Document text —
- - -

So what happens if you decide to buy a new car, but have some time left to run on your existing car insurance policy? Do you have to cancel that insurance and take out a brand new policy, or can car insurance be transferred? Keep reading to find out more.

How do I transfer it?

Don’t delay 

The most important thing to do is make sure that you will be covered from the moment you take ownership of the new car. Driving without insurance is illegal, and anyone who does so is risking points on their licence, a fine and even confiscation of their car. In cases that go to court, you could even lose your licence. Bear in mind that your new car is not automatically covered by the policy in place for your old car.

Will there be a charge?

Your insurer will almost certainly charge you an amendment fee to change cover over to a different vehicle. If there is any price difference for the new car policy, this will also be added.

What if I’m buying a second car?

If you’re adding another car to your household and you will be the main driver, then it may be cost effective to take out a multi-car policy. Some insurers offer this option, and if yours does, it could secure you a good discount on the second policy. This applies if you’re buying an additional car, rather than replacing one.

What to watch out for

Price difference

It may be worth finding out the difference in price to insure your new car before you even buy it. If the car belongs to a higher insurance group, you will be paying more for the premium. This is on top of any admin or amendment fees.

Compare transfer vs. new policy

It may, in some cases, prove cheaper to cancel the old policy and take out a new one. This all depends on the cancellation and amendment fees, as well as the premium. Work out what you’d be paying each way before making a decision.

Cover that first journey

Make sure you cover the new car from the moment you first drive it, or even park it on a public road. You don’t want to have a mishap on the way home in your brand new car, only to discover that you’re not covered by insurance.

- - -

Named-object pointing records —

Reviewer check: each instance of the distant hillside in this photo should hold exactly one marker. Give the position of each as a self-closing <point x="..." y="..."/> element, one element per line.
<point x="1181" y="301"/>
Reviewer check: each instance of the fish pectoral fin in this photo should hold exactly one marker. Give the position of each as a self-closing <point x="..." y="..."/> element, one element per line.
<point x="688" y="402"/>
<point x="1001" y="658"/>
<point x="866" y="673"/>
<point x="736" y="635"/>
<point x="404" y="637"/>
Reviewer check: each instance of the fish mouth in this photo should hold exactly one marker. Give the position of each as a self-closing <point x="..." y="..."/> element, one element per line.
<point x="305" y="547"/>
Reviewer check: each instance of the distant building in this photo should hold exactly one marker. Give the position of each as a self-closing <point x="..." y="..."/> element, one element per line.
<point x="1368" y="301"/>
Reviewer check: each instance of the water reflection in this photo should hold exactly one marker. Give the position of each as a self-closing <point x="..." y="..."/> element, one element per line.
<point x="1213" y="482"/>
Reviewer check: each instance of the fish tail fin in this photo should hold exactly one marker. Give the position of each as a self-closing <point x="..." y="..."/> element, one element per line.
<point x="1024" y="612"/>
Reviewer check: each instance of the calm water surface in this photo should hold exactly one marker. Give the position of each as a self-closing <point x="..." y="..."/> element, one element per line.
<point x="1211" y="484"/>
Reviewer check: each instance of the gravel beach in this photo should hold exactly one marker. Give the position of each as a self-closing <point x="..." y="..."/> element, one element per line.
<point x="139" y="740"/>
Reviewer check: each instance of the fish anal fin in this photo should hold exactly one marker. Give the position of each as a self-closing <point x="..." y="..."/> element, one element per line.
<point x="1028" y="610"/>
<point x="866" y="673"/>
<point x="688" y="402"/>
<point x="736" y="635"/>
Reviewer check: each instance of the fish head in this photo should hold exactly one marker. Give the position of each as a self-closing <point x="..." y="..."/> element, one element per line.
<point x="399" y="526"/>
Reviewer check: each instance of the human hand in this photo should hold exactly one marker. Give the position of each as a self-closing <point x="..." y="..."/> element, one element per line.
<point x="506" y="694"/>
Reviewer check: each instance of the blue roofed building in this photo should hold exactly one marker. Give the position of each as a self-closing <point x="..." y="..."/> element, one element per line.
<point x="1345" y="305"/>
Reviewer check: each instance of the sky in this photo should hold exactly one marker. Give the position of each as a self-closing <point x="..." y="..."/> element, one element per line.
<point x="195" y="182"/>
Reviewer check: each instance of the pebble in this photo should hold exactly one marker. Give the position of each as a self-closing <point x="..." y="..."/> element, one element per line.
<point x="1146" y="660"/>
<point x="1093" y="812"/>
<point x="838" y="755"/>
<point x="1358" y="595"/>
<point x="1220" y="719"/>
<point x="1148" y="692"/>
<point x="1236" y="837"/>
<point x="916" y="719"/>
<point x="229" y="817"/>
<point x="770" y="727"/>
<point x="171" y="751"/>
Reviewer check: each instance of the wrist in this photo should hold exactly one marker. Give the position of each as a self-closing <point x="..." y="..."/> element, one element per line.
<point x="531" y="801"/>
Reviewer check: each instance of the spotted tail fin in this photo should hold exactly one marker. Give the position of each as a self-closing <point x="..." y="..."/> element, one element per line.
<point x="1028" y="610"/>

- - -

Task 1 — Write down the part of the car insurance text that runs from "If you’re adding" to "or amendment fees.", copying it word for word.
Task 2 — Change "Reviewer check" to "Quality check" in the records from the line with "Reviewer check: each instance of the pebble" through the end of the records, leaving all else as it stands, and give back only those lines.

Complete answer 1 —
If you’re adding another car to your household and you will be the main driver, then it may be cost effective to take out a multi-car policy. Some insurers offer this option, and if yours does, it could secure you a good discount on the second policy. This applies if you’re buying an additional car, rather than replacing one.

What to watch out for

Price difference

It may be worth finding out the difference in price to insure your new car before you even buy it. If the car belongs to a higher insurance group, you will be paying more for the premium. This is on top of any admin or amendment fees.

Complete answer 2 —
Quality check: each instance of the pebble in this photo should hold exactly one marker. Give the position of each as a self-closing <point x="..." y="..."/> element, one element per line.
<point x="1146" y="660"/>
<point x="1093" y="812"/>
<point x="838" y="755"/>
<point x="1358" y="595"/>
<point x="1220" y="719"/>
<point x="1148" y="692"/>
<point x="1236" y="837"/>
<point x="916" y="719"/>
<point x="229" y="817"/>
<point x="770" y="727"/>
<point x="171" y="751"/>
Quality check: each instance of the wrist in this photo should hold exactly one marker. Give the position of each as a self-closing <point x="..." y="..."/> element, one element per line.
<point x="531" y="801"/>
Quality check: each instance of the spotted tail fin in this photo should hold exactly one marker. Give the position of each as a self-closing <point x="..." y="..."/> element, one element per line.
<point x="1028" y="610"/>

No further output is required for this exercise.